··· Text segment
# Import libs

In [2]:
# sklearn libs
from sklearn.tree import DecisionTreeClassifier
from sklearn.linear_model import Lasso

# implemented structure
from src.handleData import handleData
from src.handleClassifier import handleClassifier

# Load data

In [3]:
hD = handleData("./data/data.csv")  # construct handleData object
df = hD.loadData("id")  # load the data
labels = hD.encodeLabels(df, "species")  # get labels
dfTrain, dfTest = hD.splitData(df, 0.7, "species")  # get the training and testing sets

# Without any feature trimming

In [6]:
# The selected classifiers and their config
classifierList = [
    {
        "name": "LinearDiscriminantAnalysis",
        "preprocess": False,
        "fitStrategy": {
            "option": "CV",
            "config": {"n_jobs": -1, "scoring": "accuracy"},
        },
    },
    {
        "name": "QuadraticDiscriminantAnalysis",
        "preprocess": False,
        "fitStrategy": {
            "option": "CV",
            "config": {"n_jobs": -1, "scoring": "accuracy"},
        },
    },
    {
        "name": "LogisticRegression",
        "preprocess": True,
        "fitStrategy": {
            "option": "GridSearch",
            "config": {
                "param_grid": {
                    "clf__C": [0.01, 0.05, 0.1, 0.5, 1.0, 1.5, 2.0],
                },
                "scoring": "accuracy",
            },
        },
    },
    {
        "name": "SGDClassifier",
        "preprocess": True,
        "fitStrategy": {
            "option": "GridSearch",
            "config": {
                "param_grid": {
                    "clf__alpha": [0.00001, 0.0001, 0.001, 0.01, 0.1, 1.0, 2.0],
                },
                "scoring": "accuracy",
            },
        },
    },
    {
        "name": "AdaBoostClassifier",
        "preprocess": False,
        "config": {"base_estimator": DecisionTreeClassifier()},
        "fitStrategy": {
            "option": "GridSearch",
            "config": {
                "param_grid": {
                    "clf__base_estimator__max_depth": [1, 5, 10],
                    "clf__n_estimators": [50, 75, 100],
                    "clf__learning_rate": [0.01, 0.1, 1.0],
                },
                "n_jobs": -1,
                "scoring": "accuracy",
            },
        },
    },
    {
        "name": "BaggingClassifier",
        "preprocess": False,
        "config": {"base_estimator": DecisionTreeClassifier()},
        "fitStrategy": {
            "option": "GridSearch",
            "config": {
                "param_grid": {
                    "clf__base_estimator__max_depth": [1, 5, 10],
                    "clf__n_estimators": [50, 75, 100],
                    "clf__max_samples": [0.25, 0.5, 0.75, 1.0],
                    "clf__max_features": [0.25, 0.5, 0.75, 1.0],
                },
                "n_jobs": -1,
                "scoring": "accuracy",
            },
        },
    },
]

hC = handleClassifier()  # construct handleClassifier object
clf = hC.fitClassifiers(dfTrain, classifierList)  # fit

LinearDiscriminantAnalysis, CV score = 0.9553226983630487
LogisticRegression, GridSearchCV best score = 0.9783755604212281
QuadraticDiscriminantAnalysis, CV score = 0.027390261703680537
SGDClassifier, GridSearchCV best score = 0.9350849754978625


# With feature reduction (PCA)
······
··· Dataset excerpts
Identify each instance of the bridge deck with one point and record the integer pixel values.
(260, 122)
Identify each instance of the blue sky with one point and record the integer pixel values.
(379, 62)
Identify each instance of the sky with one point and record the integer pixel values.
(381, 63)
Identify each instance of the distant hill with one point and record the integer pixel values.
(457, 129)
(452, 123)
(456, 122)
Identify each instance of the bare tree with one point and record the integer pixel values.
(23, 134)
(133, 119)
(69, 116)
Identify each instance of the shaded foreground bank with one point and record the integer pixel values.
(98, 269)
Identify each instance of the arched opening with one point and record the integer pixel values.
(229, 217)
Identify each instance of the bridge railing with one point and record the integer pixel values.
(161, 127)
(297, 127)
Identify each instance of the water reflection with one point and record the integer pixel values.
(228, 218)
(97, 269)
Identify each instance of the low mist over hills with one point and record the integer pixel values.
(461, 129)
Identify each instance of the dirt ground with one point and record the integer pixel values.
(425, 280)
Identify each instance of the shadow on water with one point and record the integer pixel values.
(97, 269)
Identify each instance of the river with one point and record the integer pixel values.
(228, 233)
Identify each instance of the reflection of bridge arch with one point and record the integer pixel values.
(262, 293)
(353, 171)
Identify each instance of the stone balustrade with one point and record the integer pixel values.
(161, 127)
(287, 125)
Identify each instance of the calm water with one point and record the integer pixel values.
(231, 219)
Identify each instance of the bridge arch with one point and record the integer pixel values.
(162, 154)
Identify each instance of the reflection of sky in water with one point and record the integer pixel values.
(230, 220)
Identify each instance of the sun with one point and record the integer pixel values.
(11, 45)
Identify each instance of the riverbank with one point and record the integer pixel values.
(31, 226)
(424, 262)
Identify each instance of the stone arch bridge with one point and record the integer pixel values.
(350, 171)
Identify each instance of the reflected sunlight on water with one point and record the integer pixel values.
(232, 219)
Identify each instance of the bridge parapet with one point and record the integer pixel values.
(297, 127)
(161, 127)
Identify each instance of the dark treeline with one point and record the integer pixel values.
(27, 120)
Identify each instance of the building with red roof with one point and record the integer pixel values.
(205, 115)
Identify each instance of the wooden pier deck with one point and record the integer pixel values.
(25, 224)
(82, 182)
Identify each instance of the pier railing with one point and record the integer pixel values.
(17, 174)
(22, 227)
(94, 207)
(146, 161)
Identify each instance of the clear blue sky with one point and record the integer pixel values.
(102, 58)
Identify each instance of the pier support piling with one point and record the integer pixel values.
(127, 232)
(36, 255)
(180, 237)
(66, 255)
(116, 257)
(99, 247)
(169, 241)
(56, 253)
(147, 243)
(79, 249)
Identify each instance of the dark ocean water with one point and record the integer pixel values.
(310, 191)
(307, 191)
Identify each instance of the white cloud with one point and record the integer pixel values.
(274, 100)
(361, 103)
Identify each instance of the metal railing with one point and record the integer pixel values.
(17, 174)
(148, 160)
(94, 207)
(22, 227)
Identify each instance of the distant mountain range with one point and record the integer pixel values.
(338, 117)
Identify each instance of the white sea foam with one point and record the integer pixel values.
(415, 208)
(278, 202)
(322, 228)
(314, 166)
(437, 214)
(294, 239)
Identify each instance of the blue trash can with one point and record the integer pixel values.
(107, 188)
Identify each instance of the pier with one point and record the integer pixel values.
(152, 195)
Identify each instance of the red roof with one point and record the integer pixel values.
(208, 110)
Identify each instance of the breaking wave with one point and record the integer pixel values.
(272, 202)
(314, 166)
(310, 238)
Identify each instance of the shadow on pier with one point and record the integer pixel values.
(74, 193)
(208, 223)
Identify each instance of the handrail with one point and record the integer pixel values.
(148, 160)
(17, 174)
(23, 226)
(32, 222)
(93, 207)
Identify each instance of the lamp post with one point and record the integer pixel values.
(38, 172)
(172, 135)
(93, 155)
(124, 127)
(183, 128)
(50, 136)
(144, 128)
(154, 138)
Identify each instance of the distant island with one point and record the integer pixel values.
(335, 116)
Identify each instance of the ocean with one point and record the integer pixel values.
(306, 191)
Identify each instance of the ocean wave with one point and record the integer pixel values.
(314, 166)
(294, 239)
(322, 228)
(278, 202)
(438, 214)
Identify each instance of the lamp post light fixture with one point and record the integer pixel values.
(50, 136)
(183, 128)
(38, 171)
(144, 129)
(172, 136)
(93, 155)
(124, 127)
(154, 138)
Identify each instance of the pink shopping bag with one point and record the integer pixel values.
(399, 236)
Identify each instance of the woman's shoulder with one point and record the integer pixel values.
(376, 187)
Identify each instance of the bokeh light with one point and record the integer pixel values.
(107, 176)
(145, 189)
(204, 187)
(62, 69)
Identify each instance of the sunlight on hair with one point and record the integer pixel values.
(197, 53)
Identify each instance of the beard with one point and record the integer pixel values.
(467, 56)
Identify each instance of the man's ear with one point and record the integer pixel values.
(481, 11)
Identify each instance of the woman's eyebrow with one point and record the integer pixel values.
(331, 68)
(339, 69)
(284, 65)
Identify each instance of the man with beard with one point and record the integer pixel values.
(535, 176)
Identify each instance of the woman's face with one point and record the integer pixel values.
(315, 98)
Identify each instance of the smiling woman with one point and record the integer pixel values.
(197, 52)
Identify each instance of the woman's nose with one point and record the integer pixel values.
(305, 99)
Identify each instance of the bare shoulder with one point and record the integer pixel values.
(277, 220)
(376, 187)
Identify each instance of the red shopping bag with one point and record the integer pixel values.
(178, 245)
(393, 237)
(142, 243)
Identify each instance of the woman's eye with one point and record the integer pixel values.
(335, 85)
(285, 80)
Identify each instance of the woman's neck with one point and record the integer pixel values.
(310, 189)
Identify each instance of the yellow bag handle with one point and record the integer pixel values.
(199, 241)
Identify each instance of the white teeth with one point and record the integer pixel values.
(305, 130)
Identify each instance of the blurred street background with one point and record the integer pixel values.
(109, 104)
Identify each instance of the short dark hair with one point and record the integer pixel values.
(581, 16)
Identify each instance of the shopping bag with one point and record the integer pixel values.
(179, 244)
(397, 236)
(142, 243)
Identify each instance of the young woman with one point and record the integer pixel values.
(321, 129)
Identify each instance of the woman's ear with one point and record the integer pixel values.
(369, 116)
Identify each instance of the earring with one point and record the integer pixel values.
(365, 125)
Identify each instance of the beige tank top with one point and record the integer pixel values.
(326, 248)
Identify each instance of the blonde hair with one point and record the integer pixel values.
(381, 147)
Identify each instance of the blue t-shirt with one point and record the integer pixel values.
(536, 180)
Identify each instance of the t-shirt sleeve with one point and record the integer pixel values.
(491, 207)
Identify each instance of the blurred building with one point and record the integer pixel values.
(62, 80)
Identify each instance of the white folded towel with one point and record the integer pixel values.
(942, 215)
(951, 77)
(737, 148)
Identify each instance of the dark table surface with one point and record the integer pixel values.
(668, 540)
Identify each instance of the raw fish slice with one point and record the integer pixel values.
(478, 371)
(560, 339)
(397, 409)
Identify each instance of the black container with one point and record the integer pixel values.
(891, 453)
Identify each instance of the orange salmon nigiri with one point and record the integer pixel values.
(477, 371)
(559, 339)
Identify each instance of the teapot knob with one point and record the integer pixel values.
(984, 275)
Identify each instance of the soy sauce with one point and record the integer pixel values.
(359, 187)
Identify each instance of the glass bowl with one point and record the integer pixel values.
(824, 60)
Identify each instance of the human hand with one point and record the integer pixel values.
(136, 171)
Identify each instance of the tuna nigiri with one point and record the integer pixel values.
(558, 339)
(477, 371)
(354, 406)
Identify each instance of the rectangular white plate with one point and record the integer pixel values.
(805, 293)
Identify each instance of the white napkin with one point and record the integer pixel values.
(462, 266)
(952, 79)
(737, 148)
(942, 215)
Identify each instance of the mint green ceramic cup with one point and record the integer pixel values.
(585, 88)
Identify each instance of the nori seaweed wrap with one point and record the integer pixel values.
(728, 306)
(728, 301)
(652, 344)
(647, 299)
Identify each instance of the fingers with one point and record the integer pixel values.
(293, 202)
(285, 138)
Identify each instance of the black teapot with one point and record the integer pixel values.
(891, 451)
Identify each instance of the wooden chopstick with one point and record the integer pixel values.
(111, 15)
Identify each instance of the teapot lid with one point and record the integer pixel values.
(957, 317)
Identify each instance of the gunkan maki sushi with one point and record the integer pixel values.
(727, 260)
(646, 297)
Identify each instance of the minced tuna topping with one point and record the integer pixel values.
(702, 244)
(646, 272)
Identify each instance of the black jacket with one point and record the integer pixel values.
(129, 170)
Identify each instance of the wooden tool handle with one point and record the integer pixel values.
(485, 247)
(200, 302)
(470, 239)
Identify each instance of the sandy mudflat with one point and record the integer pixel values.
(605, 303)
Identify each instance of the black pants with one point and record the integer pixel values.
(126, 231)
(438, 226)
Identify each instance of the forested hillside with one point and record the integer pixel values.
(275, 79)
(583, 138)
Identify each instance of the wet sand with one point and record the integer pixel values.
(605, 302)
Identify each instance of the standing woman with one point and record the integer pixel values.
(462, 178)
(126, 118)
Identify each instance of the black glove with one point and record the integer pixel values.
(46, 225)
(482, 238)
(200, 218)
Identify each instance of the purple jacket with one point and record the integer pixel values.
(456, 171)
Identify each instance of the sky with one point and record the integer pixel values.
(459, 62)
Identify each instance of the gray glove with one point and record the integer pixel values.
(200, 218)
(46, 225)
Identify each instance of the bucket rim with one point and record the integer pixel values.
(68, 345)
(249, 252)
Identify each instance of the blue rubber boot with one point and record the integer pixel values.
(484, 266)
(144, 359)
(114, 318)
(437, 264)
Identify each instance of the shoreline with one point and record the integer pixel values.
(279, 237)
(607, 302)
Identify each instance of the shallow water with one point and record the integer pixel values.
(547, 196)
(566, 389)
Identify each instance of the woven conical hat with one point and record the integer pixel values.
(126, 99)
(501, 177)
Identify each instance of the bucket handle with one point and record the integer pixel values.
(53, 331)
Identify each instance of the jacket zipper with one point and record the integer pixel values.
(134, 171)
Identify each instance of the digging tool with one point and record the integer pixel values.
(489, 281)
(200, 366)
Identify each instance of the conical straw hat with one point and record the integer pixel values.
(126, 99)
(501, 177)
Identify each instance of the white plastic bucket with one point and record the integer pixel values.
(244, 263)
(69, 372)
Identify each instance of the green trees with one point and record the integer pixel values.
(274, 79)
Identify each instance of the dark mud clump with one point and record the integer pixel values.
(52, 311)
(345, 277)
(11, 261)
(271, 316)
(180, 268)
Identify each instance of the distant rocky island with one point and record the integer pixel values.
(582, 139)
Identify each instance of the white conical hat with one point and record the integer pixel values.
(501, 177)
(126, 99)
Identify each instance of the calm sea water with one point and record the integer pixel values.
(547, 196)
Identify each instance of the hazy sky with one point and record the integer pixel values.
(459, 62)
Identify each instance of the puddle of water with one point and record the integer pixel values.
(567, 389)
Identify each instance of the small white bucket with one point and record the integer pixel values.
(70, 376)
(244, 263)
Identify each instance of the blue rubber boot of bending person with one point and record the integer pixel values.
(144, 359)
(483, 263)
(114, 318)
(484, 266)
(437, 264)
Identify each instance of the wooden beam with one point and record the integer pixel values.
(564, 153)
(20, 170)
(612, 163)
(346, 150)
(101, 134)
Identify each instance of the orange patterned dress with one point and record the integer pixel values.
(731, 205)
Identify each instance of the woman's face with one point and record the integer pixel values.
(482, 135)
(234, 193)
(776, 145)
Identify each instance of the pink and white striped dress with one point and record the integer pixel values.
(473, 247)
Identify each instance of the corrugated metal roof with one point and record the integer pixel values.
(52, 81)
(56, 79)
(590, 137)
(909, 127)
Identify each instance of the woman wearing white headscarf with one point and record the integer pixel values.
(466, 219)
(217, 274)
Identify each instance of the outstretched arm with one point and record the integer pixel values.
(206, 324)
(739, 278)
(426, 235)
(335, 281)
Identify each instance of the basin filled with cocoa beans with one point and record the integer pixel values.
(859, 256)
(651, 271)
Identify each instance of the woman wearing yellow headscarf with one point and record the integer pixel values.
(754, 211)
······
## Task instructions
(A) Answer these questions from the classifier notebook:
(i) What fraction is passed to splitData when the training and testing sets are created?
(ii) Which fit strategy option is set for LogisticRegression?
(iii) What CV score is reported for LinearDiscriminantAnalysis?
(B) Reproduce word for word the stretch of the classifier notebook from "hC = handleClassifier()" through "feature reduction (PCA)".
These rows come from a separate source unrelated to the classifier notebook.

## Task answers
(A)
(i) 0.7
(ii) GridSearch
(iii) 0.9553226983630487

(B)
hC = handleClassifier()  # construct handleClassifier object
clf = hC.fitClassifiers(dfTrain, classifierList)  # fit

LinearDiscriminantAnalysis, CV score = 0.9553226983630487
LogisticRegression, GridSearchCV best score = 0.9783755604212281
QuadraticDiscriminantAnalysis, CV score = 0.027390261703680537
SGDClassifier, GridSearchCV best score = 0.9350849754978625


# With feature reduction (PCA)